* Start Listed entries *

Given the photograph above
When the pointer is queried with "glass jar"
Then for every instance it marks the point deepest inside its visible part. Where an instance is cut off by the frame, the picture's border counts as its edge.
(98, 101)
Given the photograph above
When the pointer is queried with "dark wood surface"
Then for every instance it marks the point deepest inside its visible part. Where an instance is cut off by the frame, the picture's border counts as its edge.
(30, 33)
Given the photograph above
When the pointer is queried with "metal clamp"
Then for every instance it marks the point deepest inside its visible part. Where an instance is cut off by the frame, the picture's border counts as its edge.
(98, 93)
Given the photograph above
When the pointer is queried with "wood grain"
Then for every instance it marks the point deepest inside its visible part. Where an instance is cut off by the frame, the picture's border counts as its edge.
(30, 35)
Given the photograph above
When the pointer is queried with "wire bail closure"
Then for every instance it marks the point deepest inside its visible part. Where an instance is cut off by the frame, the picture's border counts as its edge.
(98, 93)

* End Listed entries *
* Start Listed entries *

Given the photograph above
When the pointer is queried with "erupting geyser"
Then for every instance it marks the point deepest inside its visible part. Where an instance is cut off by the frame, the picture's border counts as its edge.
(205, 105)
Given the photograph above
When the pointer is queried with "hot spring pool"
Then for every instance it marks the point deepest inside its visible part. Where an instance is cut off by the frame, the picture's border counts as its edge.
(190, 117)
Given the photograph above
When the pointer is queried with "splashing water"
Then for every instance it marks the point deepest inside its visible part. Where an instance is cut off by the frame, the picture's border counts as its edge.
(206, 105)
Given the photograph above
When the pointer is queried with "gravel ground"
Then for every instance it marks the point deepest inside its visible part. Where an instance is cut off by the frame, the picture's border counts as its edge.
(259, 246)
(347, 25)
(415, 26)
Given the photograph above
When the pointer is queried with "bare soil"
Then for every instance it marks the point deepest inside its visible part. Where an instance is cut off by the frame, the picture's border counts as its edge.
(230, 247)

* End Listed entries *

* The task: Locate every row above that contains the word "wood" and copy each of those rows in full. Case matters.

* Exercise result:
When the pointer is queried with "dark wood surface"
When the pointer is queried with "wood grain"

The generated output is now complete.